▶ What you have to do
Please extract the full text of each of the rows below and reproduce it character for character.

▶ Supplied material
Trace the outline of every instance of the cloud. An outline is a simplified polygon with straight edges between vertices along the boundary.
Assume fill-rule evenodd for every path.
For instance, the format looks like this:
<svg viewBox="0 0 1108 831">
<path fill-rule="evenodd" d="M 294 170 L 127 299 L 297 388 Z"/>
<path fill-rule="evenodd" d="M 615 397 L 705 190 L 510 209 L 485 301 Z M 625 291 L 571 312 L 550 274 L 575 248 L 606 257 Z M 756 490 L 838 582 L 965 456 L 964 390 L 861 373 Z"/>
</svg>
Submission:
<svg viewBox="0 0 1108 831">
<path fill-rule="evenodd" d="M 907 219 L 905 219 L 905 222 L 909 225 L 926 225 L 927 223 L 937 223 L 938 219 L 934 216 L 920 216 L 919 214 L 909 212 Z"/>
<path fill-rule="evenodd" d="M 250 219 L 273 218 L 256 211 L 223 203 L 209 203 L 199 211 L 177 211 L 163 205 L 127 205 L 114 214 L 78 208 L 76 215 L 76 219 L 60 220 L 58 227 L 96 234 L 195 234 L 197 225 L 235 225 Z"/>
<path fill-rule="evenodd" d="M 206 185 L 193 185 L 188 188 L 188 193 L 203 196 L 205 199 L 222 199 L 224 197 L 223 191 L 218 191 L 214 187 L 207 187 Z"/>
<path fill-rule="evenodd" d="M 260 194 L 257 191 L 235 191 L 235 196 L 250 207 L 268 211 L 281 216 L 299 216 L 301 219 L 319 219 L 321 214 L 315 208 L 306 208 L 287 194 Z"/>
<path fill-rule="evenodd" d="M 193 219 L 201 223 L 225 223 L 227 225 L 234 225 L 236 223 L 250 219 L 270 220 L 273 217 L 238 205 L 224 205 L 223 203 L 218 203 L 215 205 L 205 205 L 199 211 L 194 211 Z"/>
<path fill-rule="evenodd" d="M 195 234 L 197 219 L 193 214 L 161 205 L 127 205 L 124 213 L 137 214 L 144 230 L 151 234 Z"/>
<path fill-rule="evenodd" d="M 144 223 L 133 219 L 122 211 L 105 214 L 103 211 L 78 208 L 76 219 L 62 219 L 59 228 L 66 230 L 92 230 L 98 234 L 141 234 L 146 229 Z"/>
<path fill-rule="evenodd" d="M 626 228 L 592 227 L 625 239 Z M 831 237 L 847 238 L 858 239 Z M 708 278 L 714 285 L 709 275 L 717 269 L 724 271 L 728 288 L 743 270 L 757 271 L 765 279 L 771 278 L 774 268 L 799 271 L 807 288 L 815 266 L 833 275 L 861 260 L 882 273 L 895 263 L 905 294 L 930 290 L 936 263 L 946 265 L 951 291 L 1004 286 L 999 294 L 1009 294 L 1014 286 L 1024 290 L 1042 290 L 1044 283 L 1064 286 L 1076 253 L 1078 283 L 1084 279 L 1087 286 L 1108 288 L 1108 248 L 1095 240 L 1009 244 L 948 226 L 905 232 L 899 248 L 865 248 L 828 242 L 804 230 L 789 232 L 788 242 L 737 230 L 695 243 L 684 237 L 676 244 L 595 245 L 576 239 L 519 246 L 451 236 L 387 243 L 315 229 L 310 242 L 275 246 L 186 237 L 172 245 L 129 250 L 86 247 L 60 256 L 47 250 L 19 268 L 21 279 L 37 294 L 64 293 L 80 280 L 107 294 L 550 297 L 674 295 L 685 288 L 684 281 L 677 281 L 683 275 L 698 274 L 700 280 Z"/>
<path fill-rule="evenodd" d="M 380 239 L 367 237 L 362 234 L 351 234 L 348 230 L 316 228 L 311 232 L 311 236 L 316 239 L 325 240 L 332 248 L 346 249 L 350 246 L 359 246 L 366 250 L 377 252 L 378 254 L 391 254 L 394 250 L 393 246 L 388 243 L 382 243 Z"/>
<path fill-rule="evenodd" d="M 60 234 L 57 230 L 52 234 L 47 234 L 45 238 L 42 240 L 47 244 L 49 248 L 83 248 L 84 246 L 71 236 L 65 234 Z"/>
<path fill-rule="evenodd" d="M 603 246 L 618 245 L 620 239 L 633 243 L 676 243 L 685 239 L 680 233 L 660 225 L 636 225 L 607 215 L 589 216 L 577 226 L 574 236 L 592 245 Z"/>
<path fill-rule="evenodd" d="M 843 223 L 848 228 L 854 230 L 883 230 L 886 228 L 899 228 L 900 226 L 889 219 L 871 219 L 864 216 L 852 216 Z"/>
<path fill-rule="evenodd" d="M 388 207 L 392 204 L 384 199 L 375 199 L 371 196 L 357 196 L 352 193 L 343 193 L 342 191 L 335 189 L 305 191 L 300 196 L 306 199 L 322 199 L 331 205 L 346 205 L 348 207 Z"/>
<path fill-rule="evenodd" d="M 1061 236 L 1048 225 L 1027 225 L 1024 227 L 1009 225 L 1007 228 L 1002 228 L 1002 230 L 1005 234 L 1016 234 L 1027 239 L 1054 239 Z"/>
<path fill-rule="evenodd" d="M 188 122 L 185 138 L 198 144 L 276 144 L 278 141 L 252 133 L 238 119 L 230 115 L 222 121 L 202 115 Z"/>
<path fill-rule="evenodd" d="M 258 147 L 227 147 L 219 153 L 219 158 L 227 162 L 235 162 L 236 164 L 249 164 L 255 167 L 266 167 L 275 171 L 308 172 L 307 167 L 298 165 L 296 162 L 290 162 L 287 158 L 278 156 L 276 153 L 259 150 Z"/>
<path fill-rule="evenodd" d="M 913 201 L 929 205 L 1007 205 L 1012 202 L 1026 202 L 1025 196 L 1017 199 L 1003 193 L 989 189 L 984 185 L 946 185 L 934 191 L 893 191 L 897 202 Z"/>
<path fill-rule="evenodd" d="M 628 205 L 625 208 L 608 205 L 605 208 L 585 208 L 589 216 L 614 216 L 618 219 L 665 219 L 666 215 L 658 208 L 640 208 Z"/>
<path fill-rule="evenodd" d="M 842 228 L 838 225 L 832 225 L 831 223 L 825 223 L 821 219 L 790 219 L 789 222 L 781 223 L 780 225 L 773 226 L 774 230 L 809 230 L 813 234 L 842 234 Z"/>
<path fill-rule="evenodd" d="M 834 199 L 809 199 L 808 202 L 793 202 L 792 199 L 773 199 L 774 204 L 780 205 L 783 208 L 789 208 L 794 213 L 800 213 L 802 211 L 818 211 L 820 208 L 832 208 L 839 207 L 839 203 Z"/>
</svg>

▶ Output for this exercise
Trace the outline of every instance of the cloud. An outline is a simplified polygon with straight edges between vertices along the boundary.
Assume fill-rule evenodd for every path.
For instance, the format looks like this:
<svg viewBox="0 0 1108 831">
<path fill-rule="evenodd" d="M 294 170 L 127 299 L 297 388 Z"/>
<path fill-rule="evenodd" d="M 615 397 L 705 190 L 510 209 L 485 301 Z M 625 291 L 571 312 L 550 274 L 575 248 L 606 257 Z M 756 490 L 838 582 L 965 456 L 964 390 L 861 373 Z"/>
</svg>
Submission:
<svg viewBox="0 0 1108 831">
<path fill-rule="evenodd" d="M 907 219 L 905 219 L 905 222 L 909 225 L 926 225 L 927 223 L 937 223 L 938 219 L 934 216 L 920 216 L 919 214 L 909 212 Z"/>
<path fill-rule="evenodd" d="M 250 219 L 273 218 L 256 211 L 223 203 L 209 203 L 199 211 L 177 211 L 163 205 L 127 205 L 114 214 L 78 208 L 76 215 L 76 219 L 60 220 L 58 227 L 96 234 L 195 234 L 197 225 L 235 225 Z"/>
<path fill-rule="evenodd" d="M 206 185 L 193 185 L 188 188 L 188 193 L 203 196 L 205 199 L 222 199 L 224 197 L 223 191 L 218 191 L 214 187 L 207 187 Z"/>
<path fill-rule="evenodd" d="M 260 194 L 257 191 L 235 191 L 235 196 L 250 207 L 268 211 L 281 216 L 299 216 L 301 219 L 319 219 L 321 214 L 315 208 L 306 208 L 287 194 Z"/>
<path fill-rule="evenodd" d="M 193 219 L 201 223 L 225 223 L 227 225 L 234 225 L 236 223 L 250 219 L 270 220 L 273 217 L 238 205 L 224 205 L 223 203 L 218 203 L 215 205 L 205 205 L 199 211 L 194 211 Z"/>
<path fill-rule="evenodd" d="M 195 234 L 197 219 L 193 214 L 161 205 L 127 205 L 124 213 L 137 214 L 144 230 L 151 234 Z"/>
<path fill-rule="evenodd" d="M 144 223 L 133 219 L 122 211 L 105 214 L 103 211 L 78 208 L 76 219 L 62 219 L 59 228 L 66 230 L 92 230 L 98 234 L 141 234 L 146 229 Z"/>
<path fill-rule="evenodd" d="M 626 228 L 592 227 L 625 239 Z M 831 237 L 847 238 L 858 239 Z M 708 278 L 714 285 L 709 275 L 717 269 L 724 271 L 728 288 L 743 270 L 757 271 L 765 279 L 771 278 L 774 268 L 799 271 L 807 288 L 815 266 L 833 275 L 861 260 L 882 273 L 895 263 L 905 294 L 930 290 L 936 263 L 946 265 L 951 291 L 1004 286 L 999 294 L 1009 294 L 1014 286 L 1024 290 L 1042 290 L 1044 283 L 1064 286 L 1076 253 L 1078 283 L 1084 279 L 1087 286 L 1108 288 L 1108 248 L 1095 240 L 1009 244 L 948 226 L 905 232 L 899 248 L 865 248 L 828 242 L 804 230 L 789 232 L 788 242 L 737 230 L 695 243 L 684 237 L 676 244 L 595 245 L 576 239 L 519 246 L 451 236 L 387 243 L 315 229 L 310 242 L 275 246 L 186 237 L 172 245 L 129 250 L 86 247 L 60 256 L 47 250 L 19 268 L 21 279 L 37 294 L 64 293 L 80 280 L 107 294 L 550 297 L 674 295 L 685 288 L 684 281 L 677 281 L 683 275 L 698 274 L 700 280 Z"/>
<path fill-rule="evenodd" d="M 380 239 L 367 237 L 362 234 L 351 234 L 348 230 L 316 228 L 311 232 L 311 236 L 316 239 L 325 240 L 332 248 L 346 249 L 350 246 L 359 246 L 366 250 L 377 252 L 378 254 L 391 254 L 394 250 L 393 246 L 388 243 L 382 243 Z"/>
<path fill-rule="evenodd" d="M 60 234 L 57 230 L 52 234 L 47 234 L 45 238 L 42 240 L 47 244 L 49 248 L 83 248 L 84 246 L 71 236 L 65 234 Z"/>
<path fill-rule="evenodd" d="M 603 246 L 618 245 L 620 239 L 633 243 L 676 243 L 685 239 L 680 233 L 660 225 L 636 225 L 607 215 L 589 216 L 577 226 L 574 236 L 592 245 Z"/>
<path fill-rule="evenodd" d="M 843 223 L 848 228 L 854 230 L 883 230 L 886 228 L 899 228 L 900 226 L 889 219 L 871 219 L 864 216 L 852 216 Z"/>
<path fill-rule="evenodd" d="M 388 207 L 392 204 L 384 199 L 375 199 L 371 196 L 357 196 L 352 193 L 343 193 L 342 191 L 335 189 L 305 191 L 300 196 L 306 199 L 322 199 L 331 205 L 346 205 L 348 207 Z"/>
<path fill-rule="evenodd" d="M 1061 236 L 1048 225 L 1027 225 L 1024 227 L 1009 225 L 1007 228 L 1002 228 L 1002 230 L 1005 234 L 1016 234 L 1027 239 L 1054 239 Z"/>
<path fill-rule="evenodd" d="M 188 122 L 185 138 L 198 144 L 276 144 L 278 141 L 252 133 L 238 119 L 230 115 L 222 121 L 202 115 Z"/>
<path fill-rule="evenodd" d="M 258 147 L 227 147 L 219 153 L 219 158 L 227 162 L 235 162 L 236 164 L 249 164 L 255 167 L 266 167 L 275 171 L 308 172 L 307 167 L 298 165 L 296 162 L 290 162 L 287 158 L 278 156 L 276 153 L 259 150 Z"/>
<path fill-rule="evenodd" d="M 913 201 L 929 205 L 1007 205 L 1012 202 L 1026 202 L 1025 196 L 1017 199 L 1003 193 L 989 189 L 984 185 L 946 185 L 934 191 L 893 191 L 897 202 Z"/>
<path fill-rule="evenodd" d="M 628 205 L 625 208 L 608 205 L 605 208 L 585 208 L 589 216 L 614 216 L 618 219 L 665 219 L 666 215 L 658 208 L 640 208 Z"/>
<path fill-rule="evenodd" d="M 842 228 L 838 225 L 832 225 L 831 223 L 825 223 L 821 219 L 790 219 L 789 222 L 781 223 L 780 225 L 773 226 L 774 230 L 809 230 L 813 234 L 842 234 Z"/>
<path fill-rule="evenodd" d="M 834 199 L 809 199 L 808 202 L 793 202 L 792 199 L 773 199 L 774 204 L 780 205 L 783 208 L 789 208 L 794 213 L 800 213 L 802 211 L 818 211 L 820 208 L 832 208 L 839 207 L 839 203 Z"/>
</svg>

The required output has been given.